**Document extract**
──────────
Want to read more unpopular opinions, follow our foster care and bio parenting journey, take a look at our life living on a working farm, and laugh at the stupid memes I post? Come check out She Rocks the Cradle on Facebook




03.10.2017 by SARAH HARMEYER //

So, you’ve heard it before, on the news, Facebook, or conversations with friends.

It seems bad, or, at least, it should seem bad. The numbers are enormous; it’s talked about with such urgency and you can’t deny it’s a problem. And yet… it’s just not convincing.

You glance at the image again and the phrases run through your mind.
“There’s such a need for foster parents.”
“Our county is in a crisis.”
“Children are being placed 4 hours away because there aren’t enough foster homes to take them.”
So why doesn’t it feel real? Urgent? As desperate as they make it out to be?
You’re sure they’re not lying about this…and yet, if it’s really that bad, where are all the kids?
Why don’t you see them? Know about them?
What’s up with that?
Your question is valid and needed. This might help.
Do you pay attention to the news? Not the big national stuff, but the local news? You know, the store that opened downtown, the food drive happening at the elementary school, the local arrests for drugs or domestic violence?
That news? Well, that is where the need for foster parents is hiding. It’s not broadcast or announced, it can’t be, but if you ask yourself one simple question you’ll start to see it.
What if there were kids involved?
The arrest for domestic violence.
What if there were kids involved?
The shooting at the 7-11.
What if there were kids involved?
The home raided for drugs.
What if there were kids involved?
The media won’t tell you about it, but many times, there are.
There are kids involved.
But the kids are innocent.
And that’s why the media isn’t covering it.
It’s a privacy issue. It isn’t their fault their parents were selling drugs. It isn’t their fault the grownups in their lives tried to solve problems by beating each other up. It isn’t their fault that someone got shot.
It isn’t their fault.
And so the kids are protected. The media doesn’t tell you there were children removed from the home. It doesn’t show the social workers hastily carrying the kids’ clothes out in garbage bags. It doesn’t follow the screaming child to the social worker’s car as he is taken from the only family he’s ever known or loved. It doesn’t announce the surprise visit to the school where the innocent student learns she can’t go home but is instead being escorted to some family she’s never met.
And so the need for foster care hides in plain sight. You don’t hear about it until you become a foster parent. And then you get calls about thirteen children in the course of two weeks. You start to see the situations on the news and realize it’s connected to the child in your home.
──────────
**The tasks**
(a) Shift every coordinate in the answers of the named object pointing entries below by adding 135 to each number, and write all their lines out again with the requests included.
(b) Finish out the next part of the foster care piece, picking up after its final sentence.

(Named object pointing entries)
──────────
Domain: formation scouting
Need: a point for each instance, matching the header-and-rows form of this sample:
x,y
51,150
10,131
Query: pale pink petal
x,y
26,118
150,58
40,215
──────────
**Results**
(a)
Domain: formation scouting
Need: a point for each instance, matching the header-and-rows form of this sample:
x,y
51,150
10,131
Query: pale pink petal
x,y
161,253
285,193
175,350

(b)
The arrest for domestic violence on last night’s news?
There were kids involved.
The shooting at the 7-11 someone posted on Facebook?
There were kids involved.
The home raided for drugs?
There were kids involved.
Those massive, humongo foster care numbers that people always talk about start to pare down to the young people placed with you. They become lives, individuals, in your own community, in your own home.
And you start to realize that this is not some distant problem, it is here. It is now. And you can’t stand the idea of kids spending the night in a social worker’s office because there is nowhere for them to go.
This is the need.
Your own local news means a child near you is in need of a foster home. So what can you do about it?
Maybe it’s not much. Maybe right now, all you can do is share this post and pray.
That’s okay.
DO NOT FEEL BAD ABOUT THAT. You know what is good for you and your situation.
But if you’ve been asking where all the children are, it tells me you care. And now you get it. You realize the reality of your very own community. So, if you are able to do something, here are some suggestions.
Share this post so others are aware too.
Find out who in your life is already fostering. You might be surprised, since this is something foster parents don’t often post about. Put the question out there on your social media networks, then, let your friends know you want to support them the next time a child enters their home.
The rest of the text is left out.